■ Document excerpt
A thriving flow of gut bacteria can help the immune cells differentiate between normal cells, healthy cells, and harmful invader organisms.
You have the option of taking probiotic supplements if you don’t eat fermented foods regularly. The work of fermented foods and probiotics is to strengthen your immune system so that it can identify and eliminate harmful pathogens.
Limit Added Sugars
Being overweight and obese are mostly caused by excessive intake of added sugars and refined carbs. Obesity may particularly increase your risk of getting sick often. You`re advised to restrict your sugar intake so you can lose some weight and reduce inflammation. This way, your risk of chronic health conditions like type 2 diabetes and heart disease will reduce.
Added sugars contribute significantly to obesity, type 2 diabetes, and heart disease, all of which can overpower your immune system. To boost your immune diet, you should limit your intake of added sugar to less than 5% of your daily calories, which is about 2 tablespoons (25 grams) of sugar for someone on a 2,000-calorie diet.

■ Questions
1. In the immune health passage, what daily limit on added sugar is advised?
2. From the immune health passage, return the part that opens with the words containing "A thriving flow" and closes with "disease will reduce.".
3. Carry the immune health passage further, starting after its final sentence.

[Records contained in a dataset]
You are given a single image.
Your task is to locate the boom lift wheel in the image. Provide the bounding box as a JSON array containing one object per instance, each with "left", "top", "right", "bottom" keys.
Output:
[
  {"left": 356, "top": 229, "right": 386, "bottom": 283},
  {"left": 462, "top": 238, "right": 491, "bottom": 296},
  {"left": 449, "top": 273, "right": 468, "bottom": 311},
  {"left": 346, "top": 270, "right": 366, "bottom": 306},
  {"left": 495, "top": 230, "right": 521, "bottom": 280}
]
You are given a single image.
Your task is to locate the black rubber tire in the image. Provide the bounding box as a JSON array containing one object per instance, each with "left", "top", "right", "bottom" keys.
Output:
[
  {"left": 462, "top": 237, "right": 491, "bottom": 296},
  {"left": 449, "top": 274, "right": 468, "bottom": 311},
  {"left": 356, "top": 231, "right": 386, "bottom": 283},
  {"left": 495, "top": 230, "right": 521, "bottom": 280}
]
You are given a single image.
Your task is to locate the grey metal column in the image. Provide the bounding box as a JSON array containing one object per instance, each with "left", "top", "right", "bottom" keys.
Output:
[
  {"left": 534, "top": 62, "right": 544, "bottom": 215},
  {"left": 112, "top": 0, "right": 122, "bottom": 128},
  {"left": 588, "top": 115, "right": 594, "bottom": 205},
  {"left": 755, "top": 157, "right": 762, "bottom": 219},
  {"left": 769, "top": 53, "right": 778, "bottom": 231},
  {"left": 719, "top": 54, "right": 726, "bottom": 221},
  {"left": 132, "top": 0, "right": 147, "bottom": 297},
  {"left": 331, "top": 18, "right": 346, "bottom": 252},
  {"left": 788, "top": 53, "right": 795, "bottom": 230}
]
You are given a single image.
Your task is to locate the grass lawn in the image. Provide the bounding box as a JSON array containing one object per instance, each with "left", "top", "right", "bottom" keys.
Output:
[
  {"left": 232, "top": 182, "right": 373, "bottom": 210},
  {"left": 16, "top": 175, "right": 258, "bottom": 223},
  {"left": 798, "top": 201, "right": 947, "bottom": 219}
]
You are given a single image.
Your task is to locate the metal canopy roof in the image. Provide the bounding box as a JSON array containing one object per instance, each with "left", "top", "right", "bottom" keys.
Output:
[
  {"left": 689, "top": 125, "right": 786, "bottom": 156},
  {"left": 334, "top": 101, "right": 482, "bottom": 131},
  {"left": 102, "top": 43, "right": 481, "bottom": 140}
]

■ Per-task answers
1. Less than 5% of daily calories, about 2 tablespoons (25 grams) of sugar for someone on a 2,000-calorie diet.

2.
A thriving flow of gut bacteria can help the immune cells differentiate between normal cells, healthy cells, and harmful invader organisms.
You have the option of taking probiotic supplements if you don’t eat fermented foods regularly. The work of fermented foods and probiotics is to strengthen your immune system so that it can identify and eliminate harmful pathogens.
Limit Added Sugars
Being overweight and obese are mostly caused by excessive intake of added sugars and refined carbs. Obesity may particularly increase your risk of getting sick often. You`re advised to restrict your sugar intake so you can lose some weight and reduce inflammation. This way, your risk of chronic health conditions like type 2 diabetes and heart disease will reduce.

3.
Engage in Moderate Exercise
You don’t have to make your exercise prolonged or too intense. Regular moderate exercise can boost the success of vaccines in people with compromised immune systems, reduce inflammation, and help immune cells regenerate regularly. Moderate exercises you can try out are swimming, light hiking, biking, brisk walking, cycling, and jogging. Aim for at least 150 minutes of moderate exercise per week.
Dehydration can cause headaches and some health challenges. Even though hydration doesn’t automatically protect you from germs and viruses, it is essential for your overall health. Dehydration can make you lose focus, change your mood, affect digestion, and the proper functioning of the kidney and heart. These complications can increase your exposure to illness. Drink some water already! Here`s how to prevent dehydration:
How to Prevent Dehydration
- Limit your intake of sweetened tea and fruit juice because of the added sugar in it. They are also hydrating but have high sugar content.
- Drink adequate water daily. Water is your best option because it is free of calories, additives, and sugar.
- Older adults should drink water regularly even when they don`t feel thirsty.
- If your body gives you a sign of thirst, drink and stop drinking when you’re no longer thirsty.
- People need more fluids for outside work, intense exercise, and a hot climate.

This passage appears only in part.